## Your task
What you return must be the full data, repeated verbatim, with no pictures in it.
* * *
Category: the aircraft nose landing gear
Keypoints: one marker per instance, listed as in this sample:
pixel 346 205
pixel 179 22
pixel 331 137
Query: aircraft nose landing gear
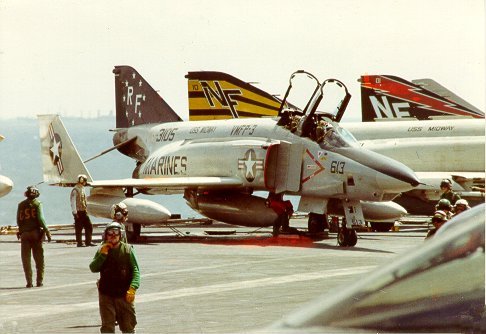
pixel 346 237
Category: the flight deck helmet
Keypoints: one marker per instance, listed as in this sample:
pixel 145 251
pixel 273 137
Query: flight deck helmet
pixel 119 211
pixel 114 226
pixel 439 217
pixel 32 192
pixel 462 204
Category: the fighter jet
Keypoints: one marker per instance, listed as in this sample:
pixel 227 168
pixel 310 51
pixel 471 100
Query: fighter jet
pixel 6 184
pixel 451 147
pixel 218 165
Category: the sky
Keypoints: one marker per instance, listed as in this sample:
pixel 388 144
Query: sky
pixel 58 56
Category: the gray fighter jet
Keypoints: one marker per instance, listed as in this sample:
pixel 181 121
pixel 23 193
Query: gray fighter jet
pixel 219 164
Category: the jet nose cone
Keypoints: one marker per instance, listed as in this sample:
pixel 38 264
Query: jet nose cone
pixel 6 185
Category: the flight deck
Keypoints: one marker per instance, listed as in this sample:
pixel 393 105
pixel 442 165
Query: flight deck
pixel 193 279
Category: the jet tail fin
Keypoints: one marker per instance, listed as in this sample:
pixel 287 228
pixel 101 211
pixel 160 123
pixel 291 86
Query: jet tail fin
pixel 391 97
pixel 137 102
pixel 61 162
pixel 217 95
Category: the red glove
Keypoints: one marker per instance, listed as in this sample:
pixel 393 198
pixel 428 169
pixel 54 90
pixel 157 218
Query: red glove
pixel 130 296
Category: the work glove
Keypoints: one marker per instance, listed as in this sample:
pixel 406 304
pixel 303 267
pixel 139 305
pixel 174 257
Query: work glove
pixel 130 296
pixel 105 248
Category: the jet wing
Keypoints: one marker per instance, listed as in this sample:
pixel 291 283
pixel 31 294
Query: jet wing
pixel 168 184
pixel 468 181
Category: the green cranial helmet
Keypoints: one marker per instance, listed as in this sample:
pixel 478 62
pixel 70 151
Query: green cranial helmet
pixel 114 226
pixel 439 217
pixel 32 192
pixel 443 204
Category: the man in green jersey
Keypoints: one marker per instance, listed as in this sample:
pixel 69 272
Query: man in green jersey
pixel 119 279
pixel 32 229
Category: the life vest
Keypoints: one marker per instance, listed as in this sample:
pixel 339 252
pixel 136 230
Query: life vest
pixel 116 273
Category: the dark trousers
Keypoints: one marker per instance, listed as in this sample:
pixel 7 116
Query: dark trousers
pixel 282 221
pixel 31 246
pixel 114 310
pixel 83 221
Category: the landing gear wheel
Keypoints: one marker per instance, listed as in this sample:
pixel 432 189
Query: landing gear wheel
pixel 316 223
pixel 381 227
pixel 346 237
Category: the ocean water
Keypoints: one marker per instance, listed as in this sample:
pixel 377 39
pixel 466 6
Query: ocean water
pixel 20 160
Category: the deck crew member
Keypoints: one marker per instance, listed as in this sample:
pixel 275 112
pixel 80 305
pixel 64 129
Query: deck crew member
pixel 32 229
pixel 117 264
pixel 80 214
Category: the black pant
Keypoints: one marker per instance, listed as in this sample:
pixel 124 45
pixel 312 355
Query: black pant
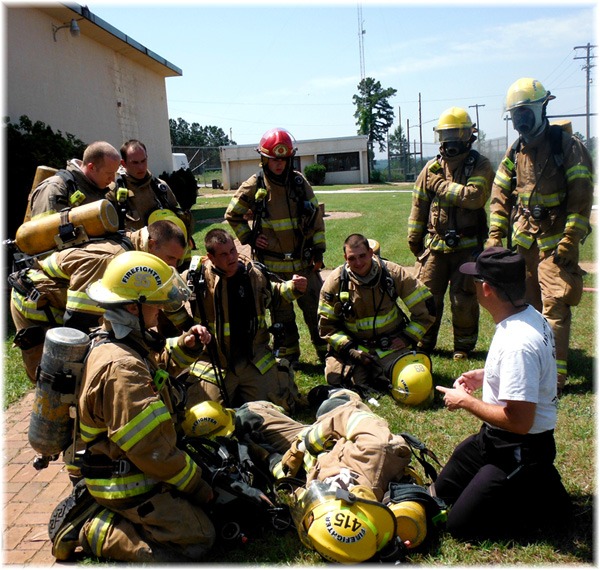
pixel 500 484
* * *
## Solution below
Category: the aircraft nose landing gear
Keypoints: one marker per instance, listed as in this sample:
pixel 346 205
pixel 179 22
pixel 331 137
Query: aircraft nose landing gear
pixel 346 237
Category: the flight deck helmet
Keypoints: one marker per instance, listed as in this sample:
pixel 145 251
pixel 273 137
Query: flight deck helmet
pixel 119 211
pixel 114 226
pixel 439 217
pixel 32 192
pixel 462 204
Category: the fighter jet
Keypoints: one marker per instance, listed as in this sample:
pixel 227 168
pixel 310 51
pixel 471 100
Query: fighter jet
pixel 6 184
pixel 451 147
pixel 218 165
Category: the sky
Keypoints: one marker per instance, listed as in this sample:
pixel 388 144
Query: sky
pixel 58 56
Category: the gray fighter jet
Keypoints: one marker per instance, listed as in this sample:
pixel 181 121
pixel 23 193
Query: gray fighter jet
pixel 219 164
Category: the jet nose cone
Keypoints: one marker per instance, listed as in this sample:
pixel 38 264
Query: jet nose cone
pixel 6 185
Category: the flight deck
Keypoints: one marker per instance, listed as in this sample:
pixel 393 105
pixel 442 165
Query: flight deck
pixel 193 279
Category: the jet tail fin
Keypoints: one marker per instance, listed as in this sample:
pixel 287 228
pixel 101 211
pixel 160 123
pixel 291 86
Query: jet tail fin
pixel 391 97
pixel 137 102
pixel 61 162
pixel 217 95
Category: the red glove
Keypoints: one marker per instance, listed as in this sample:
pixel 393 198
pixel 428 169
pixel 54 90
pixel 157 218
Query: red glove
pixel 130 296
Category: the work glove
Keypoints: one marker per instance, listed as in this sample:
pixel 406 304
pixel 303 267
pixel 139 305
pixel 174 257
Query: work glove
pixel 130 296
pixel 105 248
Category: the jet wing
Keypoints: one marker per instance, listed as in this sample:
pixel 291 283
pixel 31 294
Query: jet wing
pixel 168 184
pixel 468 181
Category: the green cranial helmet
Keypoints: one marker per instance, listed as in this sample:
pixel 478 62
pixel 70 151
Query: green cranial helmet
pixel 114 226
pixel 439 217
pixel 32 192
pixel 443 204
Category: the man in green jersey
Keypoints: one marker per instance, listed as in this sample:
pixel 69 272
Query: man in green jersey
pixel 119 279
pixel 32 229
Category: the life vest
Keypoints: one marker per instance, listed as in this sample:
pixel 339 252
pixel 136 230
Query: life vest
pixel 116 273
Category: the dark trousers
Keypoints: one marker per instance, listed as in this sample:
pixel 7 116
Query: dark trousers
pixel 282 221
pixel 31 246
pixel 114 310
pixel 83 221
Category: the landing gear wheel
Keypoints: one marker per instance, listed as in this sample:
pixel 432 189
Query: landing gear wheel
pixel 316 223
pixel 381 227
pixel 346 237
Category: the ocean water
Keypoints: one marker per instance, listed as in this sample:
pixel 377 39
pixel 466 6
Query: ocean water
pixel 20 160
Category: the deck crew member
Keypoints: one marker per instance, listed as in this sample:
pixel 275 112
pixel 80 305
pixel 64 129
Query: deck crew member
pixel 32 229
pixel 117 264
pixel 80 214
Category: the black pant
Keypoints: one marker per instance, listed as in this sample:
pixel 124 45
pixel 312 355
Query: black pant
pixel 500 484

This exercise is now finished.